-- Set exercise A --
Retype the lines of the x86/64 pagetable patch between "# HG changeset" and "avaialble in init_memory_mapping().", inclusive, keeping every character unchanged.
-- Set exercise B --
Continue the x86/64 pagetable initialization patch, starting right after its final line.

-- Page excerpt --
# HG changeset patch
# User kaf24@xxxxxxxxxxxxxxxxxxxx
# Node ID f0bf239844a66f1cd0b8bbf112e1acd73996cae1
# Parent b043928b08738e714900eef21cd8932934d09c45
Fix x86/64 pagetable initialisation to not waste several
megabytes of memory.
Signed-off-by: Keir Fraser <keir@xxxxxxxxxxxxx>
diff -r b043928b0873 -r f0bf239844a6
linux-2.6-xen-sparse/arch/xen/x86_64/mm/init.c
--- a/linux-2.6-xen-sparse/arch/xen/x86_64/mm/init.c Tue Aug 30 16:15:27 2005
+++ b/linux-2.6-xen-sparse/arch/xen/x86_64/mm/init.c Tue Aug 30 16:19:07 2005
@@ -62,14 +62,16 @@
* avaialble in init_memory_mapping().
*/
-#define addr_to_page(addr, page) \
- (addr) &= PHYSICAL_PAGE_MASK; \
- (page) = ((unsigned long *) ((unsigned long)(((mfn_to_pfn((addr) >>
PAGE_SHIFT)) << PAGE_SHIFT) + __START_KERNEL_map)))
+#define addr_to_page(addr, page) \
+ (addr) &= PHYSICAL_PAGE_MASK; \
+ (page) = ((unsigned long *) ((unsigned long) \
+ (((mfn_to_pfn((addr) >> PAGE_SHIFT)) << PAGE_SHIFT) + \
+ __START_KERNEL_map)))

-- Records provided --
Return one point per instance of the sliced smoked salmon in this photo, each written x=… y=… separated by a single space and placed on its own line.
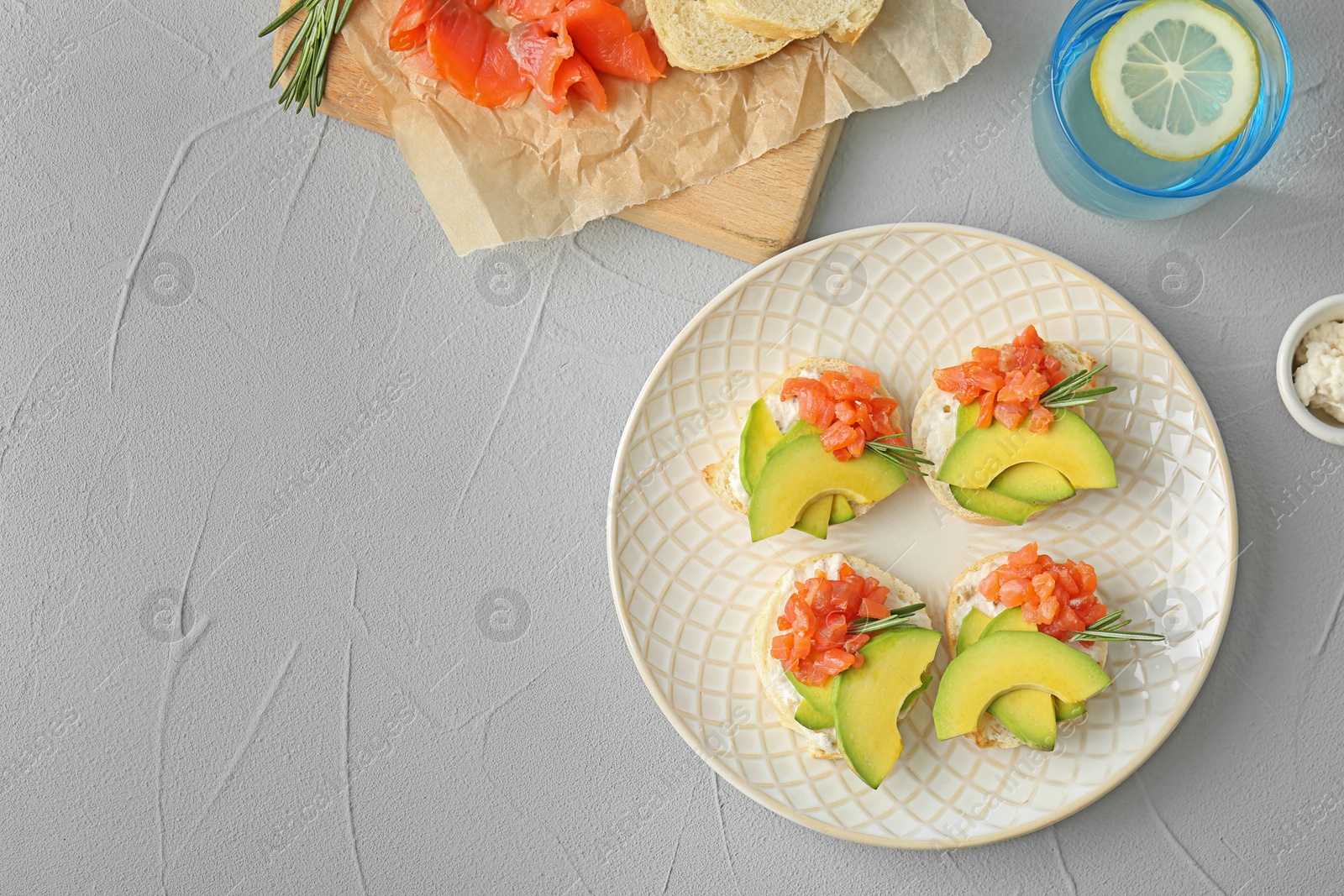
x=604 y=35
x=409 y=24
x=575 y=76
x=539 y=54
x=474 y=56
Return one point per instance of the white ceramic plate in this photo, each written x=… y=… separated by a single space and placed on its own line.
x=900 y=301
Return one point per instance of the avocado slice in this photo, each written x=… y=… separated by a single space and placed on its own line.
x=1010 y=661
x=796 y=432
x=972 y=629
x=1030 y=715
x=1034 y=484
x=759 y=436
x=995 y=506
x=914 y=694
x=840 y=511
x=815 y=710
x=815 y=519
x=1068 y=445
x=1008 y=621
x=1066 y=711
x=1028 y=483
x=800 y=472
x=867 y=699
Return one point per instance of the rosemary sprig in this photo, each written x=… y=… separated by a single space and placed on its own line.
x=900 y=454
x=898 y=620
x=1112 y=627
x=1068 y=392
x=312 y=42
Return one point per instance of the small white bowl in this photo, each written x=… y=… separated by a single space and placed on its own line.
x=1319 y=423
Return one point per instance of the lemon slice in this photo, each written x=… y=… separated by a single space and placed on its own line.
x=1176 y=78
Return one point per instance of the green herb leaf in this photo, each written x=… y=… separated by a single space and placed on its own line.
x=898 y=620
x=1112 y=627
x=312 y=45
x=900 y=454
x=1070 y=392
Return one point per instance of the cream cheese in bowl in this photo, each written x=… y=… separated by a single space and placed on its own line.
x=1310 y=369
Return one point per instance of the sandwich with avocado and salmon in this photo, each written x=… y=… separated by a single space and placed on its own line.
x=1005 y=432
x=817 y=449
x=843 y=652
x=1028 y=636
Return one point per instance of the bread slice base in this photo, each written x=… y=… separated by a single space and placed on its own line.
x=765 y=631
x=934 y=406
x=694 y=38
x=991 y=734
x=719 y=476
x=843 y=20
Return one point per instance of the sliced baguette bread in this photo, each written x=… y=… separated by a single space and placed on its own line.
x=933 y=427
x=840 y=20
x=991 y=731
x=774 y=683
x=719 y=476
x=698 y=40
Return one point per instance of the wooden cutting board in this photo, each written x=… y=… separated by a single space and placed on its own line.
x=750 y=212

-- Final result A --
# HG changeset patch
# User kaf24@xxxxxxxxxxxxxxxxxxxx
# Node ID f0bf239844a66f1cd0b8bbf112e1acd73996cae1
# Parent b043928b08738e714900eef21cd8932934d09c45
Fix x86/64 pagetable initialisation to not waste several
megabytes of memory.
Signed-off-by: Keir Fraser <keir@xxxxxxxxxxxxx>
diff -r b043928b0873 -r f0bf239844a6
linux-2.6-xen-sparse/arch/xen/x86_64/mm/init.c
--- a/linux-2.6-xen-sparse/arch/xen/x86_64/mm/init.c Tue Aug 30 16:15:27 2005
+++ b/linux-2.6-xen-sparse/arch/xen/x86_64/mm/init.c Tue Aug 30 16:19:07 2005
@@ -62,14 +62,16 @@
* avaialble in init_memory_mapping().

-- Final result B --
static void __make_page_readonly(unsigned long va)
{
- unsigned long addr;
- pte_t pte, *ptep;
+ unsigned long addr;
+ pte_t pte, *ptep;
unsigned long *page = (unsigned long *) init_level4_pgt;
addr = (unsigned long) page[pgd_index(va)];
@@ -89,22 +91,22 @@
static void __make_page_writable(unsigned long va)
{
- unsigned long addr;
- pte_t pte, *ptep;
- unsigned long *page = (unsigned long *) init_level4_pgt;
-
- addr = (unsigned long) page[pgd_index(va)];
- addr_to_page(addr, page);
-
- addr = page[pud_index(va)];
- addr_to_page(addr, page);
-
- addr = page[pmd_index(va)];
- addr_to_page(addr, page);
-
- ptep = (pte_t *) &page[pte_index(va)];
+ unsigned long addr;
+ pte_t pte, *ptep;
+ unsigned long *page = (unsigned long *) init_level4_pgt;
+
+ addr = (unsigned long) page[pgd_index(va)];
+ addr_to_page(addr, page);
+
+ addr = page[pud_index(va)];
+ addr_to_page(addr, page);
+
+ addr = page[pmd_index(va)];
+ addr_to_page(addr, page);
+
+ ptep = (pte_t *) &page[pte_index(va)];
pte.pte = (ptep->pte | _PAGE_RW);
- xen_l1_entry_update(ptep, pte);
+ xen_l1_entry_update(ptep, pte);
__flush_tlb_one(addr);
}
@@ -115,55 +117,55 @@
void make_page_readonly(void *va)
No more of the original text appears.